═════ Document section

Do you remember the politically infamous “Bridge to Nowhere?”  Well, Ketchikan is where it was proposed to be constructed, to connect Ketchikan (on Revillagigedo Island) to its airport 1/2 mile across the Tongass Narrows on Gravina Island.  The 2005 Highway Bill provided $223 million for the bridge, which would have allowed people to drive to the airport rather than take a ferry across the Narrows.  So, since there is no bridge from the airport to Ketchikan, we did the bag drag from the airport to the ferry, paid $5.00 each and rode the ferry across the Narrows to pick up the shuttle to our hotel.  Fortunately it was a beautiful day, and we enjoyed the short ferry ride.  Even though the ferry lends extra character to Ketchikan, a bridge sure would have been nice and time saving.

The airport ferry (left) crossing the busy Narrows back to Ketchikan

On the ferry bound for Ketchikan

Being from a place with limited choices (Fairbanks), food and shopping are always the mainstay of any trip.  Although the food in Ketchikan was good, it was nothing to rave about, but it is always nice to have different choices.  I didn’t do any shopping, except for the obligatory tee shirt or two.  Since Ketchikan is a cruise ship port, there are many, many shops, and a disproportionate  number of high end jewelry stores, which must do well or they wouldn’t be there.  I never thought about going on a cruise to buy jewelry.  But then, there is Alaska gold jewelry.  Keep in mind that most of these shops board up for the season as soon as the last tourist walks out the door, and their owners set up somewhere warm and sunny for the winter.

Looking at Creek Street, a boardwalk over Ketchikan Creek in what was the old "red light district."

Cruise ship passenger doing their thing down by the docks in Ketchikan. Ketchikan is the first (or last stop) in Alaska for many cruise ships.

When cruise ships dock, passengers seek alternatives to cruise ship food, so the seafood shacks where crowded.  To be fair about the food, Bill enjoyed his fresh seafood; I don’t enjoy seafood.  Ice cream is also a priority for me, I have to have a waffle cone of one of my favorite flavors.  Apparently ice cream was also a priority for the cruise ship people, as it was nearly combat to get get one in what seemed to be the only ice cream shop in town.

Not counting the MV Misty Fjord and the Misty Fjords cruise and kayaking, which will be addressed separately, the highlights of our Ketchikan stay were ziplining, a bicycle tour and even more kayaking.  The disappointment was that we didn’t have the time to do even more biking and kayaking in such a beautiful place.  There is only one main road in town, the Tongass HIghway, which runs about 31 miles from north to south on the island, with Ketchikan virtually in the middle.

One of 34 totem poles in Saxman Native Village, about 3 miles south of downtown Ketchikan. Ketchikan has the world's largest collection of standing totem poles.

══════════
═════ Dataset extract

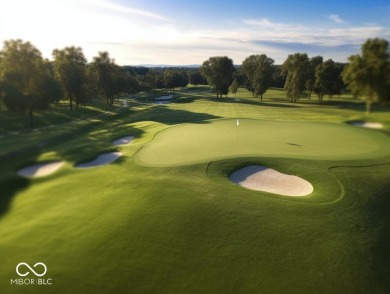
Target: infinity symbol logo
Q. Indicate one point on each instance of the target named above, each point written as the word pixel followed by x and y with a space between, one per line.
pixel 35 273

══════════

### Goals
a) Return the part of the Ketchikan travel piece from "Not counting the" to "standing totem poles.".
b) In the Ketchikan travel piece, how much did each person pay to ride the ferry across the Narrows?
c) Which activities does the Ketchikan travel piece list as the highlights of the stay, apart from the MV Misty Fjord and the Misty Fjords cruise and kayaking?
The material is separate from the Ketchikan travel piece.

### Answers to the exercises
a)
Not counting the MV Misty Fjord and the Misty Fjords cruise and kayaking, which will be addressed separately, the highlights of our Ketchikan stay were ziplining, a bicycle tour and even more kayaking.  The disappointment was that we didn’t have the time to do even more biking and kayaking in such a beautiful place.  There is only one main road in town, the Tongass HIghway, which runs about 31 miles from north to south on the island, with Ketchikan virtually in the middle.

One of 34 totem poles in Saxman Native Village, about 3 miles south of downtown Ketchikan. Ketchikan has the world's largest collection of standing totem poles.

b) $5.00 each.

c) Ziplining, a bicycle tour, and more kayaking.